* **EXERCISES**
1 > Edit the review of the Mencken biography, starting with "H.L. Mencken is" and going on through "of free speech.", and replace "edgelord" with "provocateur".
2 > According to the Mencken biography review, why did its writer think about Mencken well before reading much of his work? Answer in one to three sentences.
3 > Please continue the review of the Mencken biography from where it stops.

* **SUPPLIED TEXT**
========

Marion Rodgers, “Mencken: the American Iconoclast” (2005) – “Send a maniac to catch a maniac,” as the phrase went in one of my favorite childhood movies, “Demolition Man” (which I think still holds up quite well). The writer to “catch” Henry Louis Mencken in biography form, by that standard, would have to be a prose wizard and critical to the point of scabrousness. Alas, in this biography, the task is taken up by a journeyman writer whose attitude towards her subject is mostly one of hero worship.
Do people still think much about Mencken? An article recently said Matt Taibbi thinks of himself as a Mencken figure, which is a complicated claim I’m just going to leave alone. I thought about him well before I read much of him because his name was ubiquitous if you read much about American culture from a period roughly between 1920 and 1945 or so. It’s not an exaggeration to say that every American writer who came of age in that period wrote in Mencken’s shadow. From his perch at The American Mercury and The Smart Set, Mencken propelled American literary modernism into the spotlight through his criticism and curation. He was one of the most famous men in America during the Jazz Age, and young intellectuals the country over aped his hard-drinking, cigar-chomping style. He was also a working journalist and was famous for reporting on presidential campaigns and on the “Scopes Monkey Trial.” His linguistic work, “The American Language,” is highly respected.
It’s hard to explain much about Mencken’s career without going into detail about his politics, which is a problem because a lot of the contexts of what mattered to him were different back then. In fact, you could argue that as his context converged more with one we could recognize, the more he kicked against it, and the further he fell from his twenties heights.
H.L. Mencken is at one and the same time a very contemporary figure, and one not necessarily easy to place given contemporary ideas about writing and politics. He was, in many respects, the original talented edgelord, laying the pattern for media iconoclasts from his day to the time of Parker and Stone. He was the guy who always one step ahead in terms of wit, who didn’t care when you did (and sometimes, just to show you up, cared when you didn’t, or didn’t expect him to), the “equal opportunity asshole,” the guy you couldn’t help laughing at or otherwise enjoying his work. Many of the same hot button issues Mencken leaned on are similarly deployed by edgy types today, from the hypocrisy of religion to the fecklessness of politicians to the importance of free speech.

========

* **INFORMATION SHOWN**

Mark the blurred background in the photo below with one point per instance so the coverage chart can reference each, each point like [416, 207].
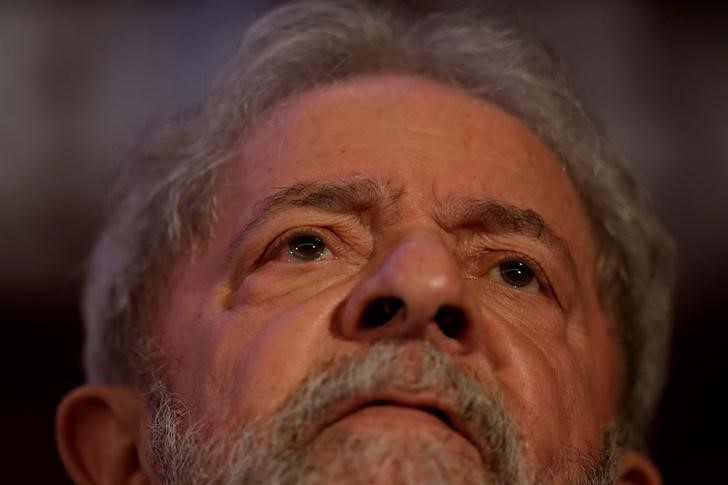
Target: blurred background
[79, 81]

========

* **ANSWERS TO THE EXERCISES**
1 >
H.L. Mencken is at one and the same time a very contemporary figure, and one not necessarily easy to place given contemporary ideas about writing and politics. He was, in many respects, the original talented provocateur, laying the pattern for media iconoclasts from his day to the time of Parker and Stone. He was the guy who always one step ahead in terms of wit, who didn’t care when you did (and sometimes, just to show you up, cared when you didn’t, or didn’t expect him to), the “equal opportunity asshole,” the guy you couldn’t help laughing at or otherwise enjoying his work. Many of the same hot button issues Mencken leaned on are similarly deployed by edgy types today, from the hypocrisy of religion to the fecklessness of politicians to the importance of free speech.

2 > Mencken's name was everywhere in writing about American culture from roughly 1920 to 1945. Anyone who read much about that period kept running into him.

3 >
That last might give us an entry point into the ways in which Mencken eludes us. Rodgers depicts Mencken as a man whose first and last priority was always free speech. She opens with a scene of him baiting a Boston blue nose into having him arrested for selling a copy of the American Mercury, which the Watch and Ward Society had had banned (this was the time when “banned in Boston” was a known phrase), getting the case dismissed, and stopping by Harvard for rousing applause. Mencken was, in fact, critical in opening both cultural and legal doors that allowed literary modernism to flourish in the United States. But it’s worth noting that the sensibilities offended were usually those around the use of working-class language like “damn,” allusion to the existence of sex workers, or depictions of such lascivious acts as kissing.
The point being, if you showed Mencken an episode of South Park without context, I think it quite likely he would agree with his Boston antagonist that it was filth and should be banned post-haste. This is a guy who broke up with a movie starlet at least in part because she made jokes about Johan Strauss’s waltzes. In this way, he’s both utterly unlike the “free speech purists” (outside of some chan-bound fantasists no one believes in literally free speech but you know what I mean), and strangely parallel. They get weirdly easily offended, too, a lot of the time. A lot of the time, what they’re about is more the promulgation of quality, as understood by themselves and as done over the objections of busybodies, rabble, and losers, than they are about anyone else’s freedom.
Mencken’s contemporary quality and his distance from our time come together in his reaction to Franklin Delano Roosevelt. Mencken hated FDR since he came
onto national political scene in 1920, seeing him as a silver-tongued mountebank (a favorite Mencken insult, “mountebank”). When FDR became President and started implementing the New Deal, Mencken grew increasingly angry, and grandiose, paranoid, in his anger. FDR spelled an end to American liberties, with his throwing money at the poors and his management of the press. On the one hand, this was, more or less, ideologically consistent for Mencken- he was always an elitist and always despised the poor. On the other, FDR was actually known as a relative fiscal conservative going into his term of office (Rodgers neglects to mention this), but Mencken still hated him and had for over a decade.
I think it’s actually easy to see why Mencken hated FDR so much, so consistently, for so long, even as FDR was key to ending the Prohibition law Mencken hated so. FDR beat Mencken. FDR beat Mencken at his own game, communicating in American English via mass media, and shifted the cultural ground under Mencken’s feet. Mencken couldn’t adjust to post-1929-crash reality, and FDR steered many aspects of that reality. FDR even beat Mencken at ridicule, owning him in speeches, and all Mencken could do was fume and fulminate, getting less and less funny with each column inch he took up screaming after the president. Whatever abrogations of due process FDR undertook in his time, he didn’t need secret police to beat his most determined opponent in the press- just his own wit and popular goodwill. That must have gutted Mencken, to the extent he understood it. It revealed a deeper weakness- Mencken always did best against weak opposition. He was a front-runner, great at turning his nose up at the “boobs” but unable to do much against anyone who could match wits with him or see something he couldn’t.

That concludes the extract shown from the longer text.